| TO DO |
Reproduce the section of the Project Euler Problem 5 post below, starting with "Problem 5 on" and going on through "without any remainder.".

| TEXT PASSAGE |
--------------------------------

Problem 5 on the Project Euler list is the following:
2520 is the smallest number that can be divided by each of the numbers from 1 to 10 without any remainder.
What is the smallest number that is evenly divisible by all of the numbers from 1 to 20?
This is asking us to compute the lowest common multiple (lcm) from 1 to 20. The lcm of two integers a and b is defined as
\[ \frac{ab}{\mbox{gcd}(a,b)} \]
In order to compute the gcd, we can use a simple algorithm, like a Euclidian reduction:
# Iterative Euclidean algorithm
gcd <- function(a,b) {
t <- 0
while (b != 0) {
t <- b
b <- a %% b
a <- t
}
a
}
Defining the lcm then becomes:
lcm <- function(a,b) {
abs(a * (b/(gcd(a,b))))
}
Now we have defined pretty much everything we need to solve the problem. We can write an iterative lcm routine that calculates the least common denominator from 1 to x:
lcm_ <- function(xs) {
l <- 1
for (i in 1:(length(xs))) {
l <- lcm(l,xs[i])
}
l
}
And we can calculate the answer:
> lcm_(c(1:20))
[1] 232792560
However, I also experimented with writing a reduce() function (similar to Haskell’s foldr operation). We can write reduce() as follows:
reduce <- function(op,x,xs) {
y <- x
for (i in 1:(length(xs)-1)) {
y <- do.call(op, list(y, xs[i]))
}
y
}
And then invoke:
>reduce(lcm, 1, c(1:20))
[1] 232792560
Note that R actually has inbuilt Map/Reduce operations. Using the native Reduce, this is:
> Reduce(f=lcm, x=c(1:20), right=1)
[1] 232792560

--------------------------------

| RECORDED DATA |
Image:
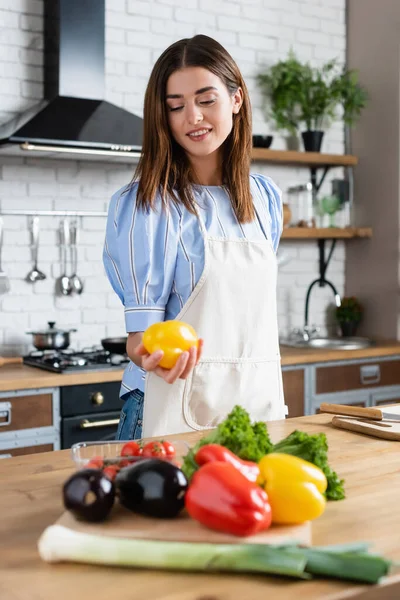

--------------------------------

| ANSWER IN FULL |
Problem 5 on the Project Euler list is the following:
2520 is the smallest number that can be divided by each of the numbers from 1 to 10 without any remainder.